## YOUR GOAL
Extend the news report on AIDS drug testing in foster children by writing the next part, starting after its last sentence.

## DOCUMENT EXCERPT
+ + + + +

Washington Government-funded researchers tested AIDS drugs on hundreds of foster children over the past two decades, often without providing them a basic protection afforded in federal law and required by some states, the Associated Press has found.
The research funded by the National Institutes of Health spanned the country. It was most widespread in the 1990s as foster care agencies sought treatments for their HIV-infected children that weren't yet available in the marketplace.
The practice ensured that foster children, mostly poor or minority, received care from world-class researchers at government expense, slowing their rate of death and extending their lives. But it also exposed a vulnerable population to the risks of medical research and drugs that were known to have serious side effects in adults and for which the safety for children was unknown.

+ + + + +

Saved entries

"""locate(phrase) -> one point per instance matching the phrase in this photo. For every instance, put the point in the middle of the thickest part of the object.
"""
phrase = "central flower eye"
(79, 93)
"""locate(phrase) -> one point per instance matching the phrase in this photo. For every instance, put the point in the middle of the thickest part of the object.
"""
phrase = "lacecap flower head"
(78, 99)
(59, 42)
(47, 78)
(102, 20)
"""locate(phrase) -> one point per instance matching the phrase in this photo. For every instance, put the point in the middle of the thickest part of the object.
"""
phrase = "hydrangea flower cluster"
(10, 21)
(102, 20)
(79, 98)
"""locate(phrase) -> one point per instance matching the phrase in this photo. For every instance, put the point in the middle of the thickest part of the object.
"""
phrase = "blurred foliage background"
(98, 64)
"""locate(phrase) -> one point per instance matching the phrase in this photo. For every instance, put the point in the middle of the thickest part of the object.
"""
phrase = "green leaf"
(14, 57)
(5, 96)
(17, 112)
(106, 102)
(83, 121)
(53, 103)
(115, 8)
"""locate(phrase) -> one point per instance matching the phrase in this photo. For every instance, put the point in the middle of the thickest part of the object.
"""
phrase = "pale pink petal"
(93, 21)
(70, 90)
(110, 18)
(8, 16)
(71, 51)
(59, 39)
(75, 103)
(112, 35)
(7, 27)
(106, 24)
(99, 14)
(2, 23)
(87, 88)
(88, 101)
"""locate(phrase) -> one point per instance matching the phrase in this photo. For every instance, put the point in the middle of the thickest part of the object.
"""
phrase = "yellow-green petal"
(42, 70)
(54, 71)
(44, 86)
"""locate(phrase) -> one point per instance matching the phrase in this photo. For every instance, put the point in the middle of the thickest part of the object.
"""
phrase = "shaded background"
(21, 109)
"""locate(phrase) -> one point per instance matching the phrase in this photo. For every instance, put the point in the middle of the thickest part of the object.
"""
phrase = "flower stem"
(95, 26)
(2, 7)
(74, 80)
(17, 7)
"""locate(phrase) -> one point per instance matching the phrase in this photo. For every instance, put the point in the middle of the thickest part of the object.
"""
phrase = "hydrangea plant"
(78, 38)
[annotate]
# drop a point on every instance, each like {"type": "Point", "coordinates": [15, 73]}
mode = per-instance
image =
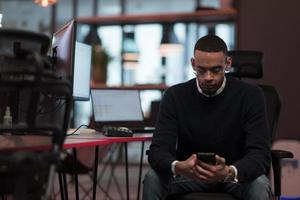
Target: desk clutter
{"type": "Point", "coordinates": [111, 131]}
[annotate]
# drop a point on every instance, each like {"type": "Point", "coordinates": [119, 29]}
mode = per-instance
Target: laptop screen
{"type": "Point", "coordinates": [116, 105]}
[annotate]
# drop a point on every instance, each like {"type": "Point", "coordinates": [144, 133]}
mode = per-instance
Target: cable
{"type": "Point", "coordinates": [78, 129]}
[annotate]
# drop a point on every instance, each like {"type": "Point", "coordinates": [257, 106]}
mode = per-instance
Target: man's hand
{"type": "Point", "coordinates": [211, 173]}
{"type": "Point", "coordinates": [187, 167]}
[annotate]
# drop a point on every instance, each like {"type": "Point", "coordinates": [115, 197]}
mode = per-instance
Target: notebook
{"type": "Point", "coordinates": [118, 107]}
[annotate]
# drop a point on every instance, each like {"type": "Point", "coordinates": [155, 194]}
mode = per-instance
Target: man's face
{"type": "Point", "coordinates": [209, 68]}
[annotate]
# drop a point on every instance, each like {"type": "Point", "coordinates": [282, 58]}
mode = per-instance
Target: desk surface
{"type": "Point", "coordinates": [99, 136]}
{"type": "Point", "coordinates": [29, 142]}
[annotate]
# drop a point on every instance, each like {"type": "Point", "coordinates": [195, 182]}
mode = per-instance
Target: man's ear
{"type": "Point", "coordinates": [228, 63]}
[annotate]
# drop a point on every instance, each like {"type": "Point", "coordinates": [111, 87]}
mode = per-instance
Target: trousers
{"type": "Point", "coordinates": [157, 187]}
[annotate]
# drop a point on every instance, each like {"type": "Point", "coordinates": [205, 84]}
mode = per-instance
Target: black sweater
{"type": "Point", "coordinates": [231, 124]}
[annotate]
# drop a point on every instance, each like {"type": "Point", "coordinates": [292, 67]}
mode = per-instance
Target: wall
{"type": "Point", "coordinates": [272, 26]}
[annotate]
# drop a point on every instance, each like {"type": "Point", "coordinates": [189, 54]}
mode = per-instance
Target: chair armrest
{"type": "Point", "coordinates": [277, 155]}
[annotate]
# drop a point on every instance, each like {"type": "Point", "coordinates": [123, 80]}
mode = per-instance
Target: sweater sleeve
{"type": "Point", "coordinates": [257, 138]}
{"type": "Point", "coordinates": [163, 147]}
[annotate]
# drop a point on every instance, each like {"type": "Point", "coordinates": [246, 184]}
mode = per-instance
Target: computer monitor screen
{"type": "Point", "coordinates": [72, 60]}
{"type": "Point", "coordinates": [116, 105]}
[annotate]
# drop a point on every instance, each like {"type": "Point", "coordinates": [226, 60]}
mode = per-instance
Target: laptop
{"type": "Point", "coordinates": [118, 108]}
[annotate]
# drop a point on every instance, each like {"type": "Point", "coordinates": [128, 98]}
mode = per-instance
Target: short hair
{"type": "Point", "coordinates": [211, 43]}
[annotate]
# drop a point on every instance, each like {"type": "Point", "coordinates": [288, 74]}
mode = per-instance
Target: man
{"type": "Point", "coordinates": [211, 113]}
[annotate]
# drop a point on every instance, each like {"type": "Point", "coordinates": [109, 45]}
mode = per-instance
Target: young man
{"type": "Point", "coordinates": [210, 113]}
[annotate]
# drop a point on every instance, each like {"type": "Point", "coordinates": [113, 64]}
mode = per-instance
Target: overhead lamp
{"type": "Point", "coordinates": [45, 3]}
{"type": "Point", "coordinates": [169, 43]}
{"type": "Point", "coordinates": [92, 38]}
{"type": "Point", "coordinates": [130, 51]}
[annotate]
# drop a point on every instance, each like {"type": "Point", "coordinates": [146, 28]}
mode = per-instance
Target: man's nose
{"type": "Point", "coordinates": [208, 75]}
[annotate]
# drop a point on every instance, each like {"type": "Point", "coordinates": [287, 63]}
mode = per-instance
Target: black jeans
{"type": "Point", "coordinates": [158, 187]}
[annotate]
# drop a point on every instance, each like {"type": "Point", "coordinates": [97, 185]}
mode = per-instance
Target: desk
{"type": "Point", "coordinates": [16, 143]}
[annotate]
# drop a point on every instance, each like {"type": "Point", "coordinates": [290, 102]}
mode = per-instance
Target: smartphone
{"type": "Point", "coordinates": [207, 157]}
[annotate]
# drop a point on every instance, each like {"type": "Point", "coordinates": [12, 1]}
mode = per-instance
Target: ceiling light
{"type": "Point", "coordinates": [45, 3]}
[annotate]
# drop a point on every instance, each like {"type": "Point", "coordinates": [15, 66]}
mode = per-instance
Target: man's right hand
{"type": "Point", "coordinates": [186, 167]}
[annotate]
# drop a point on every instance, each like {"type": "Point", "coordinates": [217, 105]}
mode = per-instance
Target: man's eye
{"type": "Point", "coordinates": [201, 70]}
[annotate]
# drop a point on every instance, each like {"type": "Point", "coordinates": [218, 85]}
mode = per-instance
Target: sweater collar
{"type": "Point", "coordinates": [216, 93]}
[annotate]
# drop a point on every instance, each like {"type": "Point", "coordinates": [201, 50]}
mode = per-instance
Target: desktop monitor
{"type": "Point", "coordinates": [72, 60]}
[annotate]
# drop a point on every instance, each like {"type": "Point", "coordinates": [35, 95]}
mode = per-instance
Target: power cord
{"type": "Point", "coordinates": [82, 125]}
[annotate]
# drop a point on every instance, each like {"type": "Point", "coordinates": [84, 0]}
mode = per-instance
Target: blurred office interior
{"type": "Point", "coordinates": [269, 26]}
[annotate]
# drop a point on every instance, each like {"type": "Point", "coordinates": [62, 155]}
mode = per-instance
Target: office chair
{"type": "Point", "coordinates": [36, 98]}
{"type": "Point", "coordinates": [248, 64]}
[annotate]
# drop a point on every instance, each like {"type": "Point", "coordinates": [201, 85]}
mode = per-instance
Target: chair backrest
{"type": "Point", "coordinates": [249, 64]}
{"type": "Point", "coordinates": [246, 64]}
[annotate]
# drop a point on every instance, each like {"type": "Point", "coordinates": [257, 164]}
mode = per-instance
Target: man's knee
{"type": "Point", "coordinates": [259, 189]}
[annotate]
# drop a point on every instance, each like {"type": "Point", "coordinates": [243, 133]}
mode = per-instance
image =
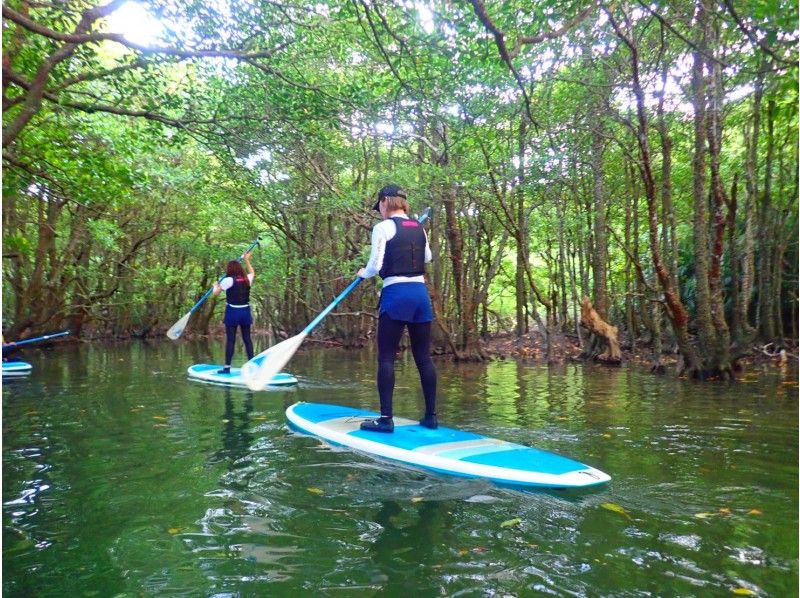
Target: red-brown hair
{"type": "Point", "coordinates": [234, 270]}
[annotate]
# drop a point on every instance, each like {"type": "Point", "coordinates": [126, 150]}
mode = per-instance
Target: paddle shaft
{"type": "Point", "coordinates": [211, 290]}
{"type": "Point", "coordinates": [27, 341]}
{"type": "Point", "coordinates": [425, 215]}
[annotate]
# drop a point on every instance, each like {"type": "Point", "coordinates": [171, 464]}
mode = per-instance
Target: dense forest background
{"type": "Point", "coordinates": [642, 155]}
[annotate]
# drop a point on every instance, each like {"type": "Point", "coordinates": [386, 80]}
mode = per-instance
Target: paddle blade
{"type": "Point", "coordinates": [177, 328]}
{"type": "Point", "coordinates": [258, 372]}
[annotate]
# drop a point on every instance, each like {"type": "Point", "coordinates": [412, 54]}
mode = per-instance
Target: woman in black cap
{"type": "Point", "coordinates": [399, 253]}
{"type": "Point", "coordinates": [236, 285]}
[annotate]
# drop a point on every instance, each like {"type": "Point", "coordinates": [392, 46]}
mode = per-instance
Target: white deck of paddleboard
{"type": "Point", "coordinates": [210, 373]}
{"type": "Point", "coordinates": [433, 450]}
{"type": "Point", "coordinates": [16, 368]}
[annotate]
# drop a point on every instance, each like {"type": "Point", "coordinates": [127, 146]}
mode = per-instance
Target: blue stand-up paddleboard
{"type": "Point", "coordinates": [444, 450]}
{"type": "Point", "coordinates": [16, 368]}
{"type": "Point", "coordinates": [210, 373]}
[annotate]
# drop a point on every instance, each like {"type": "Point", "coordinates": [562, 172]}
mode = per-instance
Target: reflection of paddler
{"type": "Point", "coordinates": [398, 547]}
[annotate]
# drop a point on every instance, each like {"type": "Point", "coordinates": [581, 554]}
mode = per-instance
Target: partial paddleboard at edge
{"type": "Point", "coordinates": [16, 368]}
{"type": "Point", "coordinates": [208, 372]}
{"type": "Point", "coordinates": [444, 450]}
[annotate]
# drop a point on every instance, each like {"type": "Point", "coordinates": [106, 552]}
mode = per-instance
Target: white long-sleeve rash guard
{"type": "Point", "coordinates": [381, 234]}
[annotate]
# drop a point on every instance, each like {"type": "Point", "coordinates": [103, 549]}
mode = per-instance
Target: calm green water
{"type": "Point", "coordinates": [121, 477]}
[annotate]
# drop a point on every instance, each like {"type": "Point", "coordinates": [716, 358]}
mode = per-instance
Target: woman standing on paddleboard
{"type": "Point", "coordinates": [399, 253]}
{"type": "Point", "coordinates": [237, 310]}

+ + + + +

## TASK OUTPUT
The research was conducted in at least seven states -- Illinois, Louisiana, Maryland, New York, North Carolina, Colorado and Texas -- and involved more than four dozen different studies. The foster children ranged from infants to late teens, according to interviews and government records.
Several studies that enlisted foster children reported patients suffered side effects such as rashes, vomiting and sharp drops in infection-fighting blood cells as they tested antiretroviral drugs to suppress AIDS or other medicines to treat secondary infections.
The U.S. Office for Human Research Protections, created to protect research participants after the infamous Tuskegee syphilis studies on black men, is investigating the research.